> Short task:
Convert everything from the first line of the entries below down to and including the line containing "[(32, 79), (44, 35)]" into a JSON list of strings, one string per line, leaving out blank lines.
"""
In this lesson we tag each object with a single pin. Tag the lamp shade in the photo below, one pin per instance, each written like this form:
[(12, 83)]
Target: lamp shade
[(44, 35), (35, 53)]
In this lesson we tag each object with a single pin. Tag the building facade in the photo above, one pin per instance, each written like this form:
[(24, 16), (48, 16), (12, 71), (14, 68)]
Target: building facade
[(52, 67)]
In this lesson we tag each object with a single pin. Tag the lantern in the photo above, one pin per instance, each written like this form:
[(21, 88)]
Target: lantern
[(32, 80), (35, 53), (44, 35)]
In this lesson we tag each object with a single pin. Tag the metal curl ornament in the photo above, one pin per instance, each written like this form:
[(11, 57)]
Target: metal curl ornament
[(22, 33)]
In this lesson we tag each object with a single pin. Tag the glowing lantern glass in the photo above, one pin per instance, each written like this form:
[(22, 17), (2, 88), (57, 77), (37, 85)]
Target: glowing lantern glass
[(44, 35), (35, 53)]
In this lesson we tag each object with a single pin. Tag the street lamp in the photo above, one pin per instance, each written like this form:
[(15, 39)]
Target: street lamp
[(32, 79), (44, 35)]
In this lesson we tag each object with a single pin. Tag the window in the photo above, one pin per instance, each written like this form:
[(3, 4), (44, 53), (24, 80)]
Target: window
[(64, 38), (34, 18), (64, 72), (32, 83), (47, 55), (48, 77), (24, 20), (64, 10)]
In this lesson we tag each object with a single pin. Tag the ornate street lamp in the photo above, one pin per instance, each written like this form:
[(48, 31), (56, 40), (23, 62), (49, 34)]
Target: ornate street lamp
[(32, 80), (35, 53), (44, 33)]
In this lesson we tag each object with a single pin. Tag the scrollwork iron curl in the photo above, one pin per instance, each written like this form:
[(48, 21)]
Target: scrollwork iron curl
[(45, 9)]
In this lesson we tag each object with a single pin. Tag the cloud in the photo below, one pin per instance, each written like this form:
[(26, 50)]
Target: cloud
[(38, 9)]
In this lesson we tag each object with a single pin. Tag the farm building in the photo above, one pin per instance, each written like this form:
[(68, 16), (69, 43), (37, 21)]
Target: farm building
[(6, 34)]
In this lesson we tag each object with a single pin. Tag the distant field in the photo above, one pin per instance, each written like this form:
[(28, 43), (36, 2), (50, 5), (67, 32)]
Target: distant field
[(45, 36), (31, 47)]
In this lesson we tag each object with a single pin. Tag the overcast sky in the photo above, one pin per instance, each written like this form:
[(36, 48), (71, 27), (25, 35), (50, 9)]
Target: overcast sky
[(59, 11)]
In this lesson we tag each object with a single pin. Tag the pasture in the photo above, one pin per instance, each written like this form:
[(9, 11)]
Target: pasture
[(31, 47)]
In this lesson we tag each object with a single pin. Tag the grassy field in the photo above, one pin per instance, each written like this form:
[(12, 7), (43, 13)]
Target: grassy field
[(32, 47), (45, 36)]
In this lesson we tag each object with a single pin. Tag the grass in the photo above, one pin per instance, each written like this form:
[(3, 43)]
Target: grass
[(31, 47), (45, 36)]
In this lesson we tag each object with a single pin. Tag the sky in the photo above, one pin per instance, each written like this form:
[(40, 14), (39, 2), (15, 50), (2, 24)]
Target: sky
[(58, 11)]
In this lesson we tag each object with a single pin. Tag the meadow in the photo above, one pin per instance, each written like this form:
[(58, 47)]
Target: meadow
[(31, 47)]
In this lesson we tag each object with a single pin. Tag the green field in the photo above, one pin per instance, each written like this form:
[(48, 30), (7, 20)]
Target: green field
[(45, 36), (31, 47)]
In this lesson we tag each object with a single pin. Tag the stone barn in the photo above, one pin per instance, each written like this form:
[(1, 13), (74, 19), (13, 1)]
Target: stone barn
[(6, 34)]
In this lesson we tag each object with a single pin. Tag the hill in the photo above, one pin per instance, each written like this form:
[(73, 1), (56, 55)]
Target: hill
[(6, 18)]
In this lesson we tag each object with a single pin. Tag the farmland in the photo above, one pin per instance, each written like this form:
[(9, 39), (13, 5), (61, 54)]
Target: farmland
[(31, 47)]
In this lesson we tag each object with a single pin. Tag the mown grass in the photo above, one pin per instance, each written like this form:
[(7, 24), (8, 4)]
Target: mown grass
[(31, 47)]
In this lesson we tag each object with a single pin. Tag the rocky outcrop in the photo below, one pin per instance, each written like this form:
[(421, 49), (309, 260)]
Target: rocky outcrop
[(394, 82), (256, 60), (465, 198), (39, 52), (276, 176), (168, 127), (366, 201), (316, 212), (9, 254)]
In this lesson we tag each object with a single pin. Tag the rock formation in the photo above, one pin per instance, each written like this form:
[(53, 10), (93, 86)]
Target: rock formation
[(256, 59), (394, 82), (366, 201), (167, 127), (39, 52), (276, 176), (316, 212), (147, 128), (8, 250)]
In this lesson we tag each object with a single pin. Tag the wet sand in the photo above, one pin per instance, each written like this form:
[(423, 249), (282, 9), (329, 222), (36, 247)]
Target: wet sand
"""
> Correct output:
[
  "In this lesson we tag each object with a single pin. Tag the lamp shade in the photo below, one pin per instance, each written like this form:",
  "[(12, 83)]",
  "Target: lamp shade",
  "[(44, 35), (35, 53)]",
  "In this lesson we tag each object with a single pin. Tag the building facade in the photo above, one pin per instance, each written like this form:",
  "[(24, 16), (48, 16), (12, 71), (14, 68)]",
  "Target: building facade",
  "[(52, 67)]",
  "In this lesson we tag each object with a single pin. Tag the lantern in the photo above, one pin per instance, each written like this form:",
  "[(21, 88)]",
  "Target: lantern",
  "[(32, 80), (35, 53), (44, 35)]",
  "In this lesson we tag each object with a single pin. Tag the metal curl ornament in the photo above, one pin per instance, each written like this form:",
  "[(11, 57)]",
  "Target: metal curl ornament",
  "[(22, 33)]",
  "In this lesson we tag each object with a single pin. Tag the glowing lantern glass in the photo above, one pin per instance, each written like this form:",
  "[(22, 17), (2, 88), (57, 77), (37, 85)]",
  "Target: glowing lantern glass",
  "[(44, 35), (35, 53)]",
  "In this lesson we tag each object with a single pin. Tag the street lamp in the photo above, one pin per instance, each written like this form:",
  "[(15, 39)]",
  "Target: street lamp",
  "[(32, 79), (44, 35)]"
]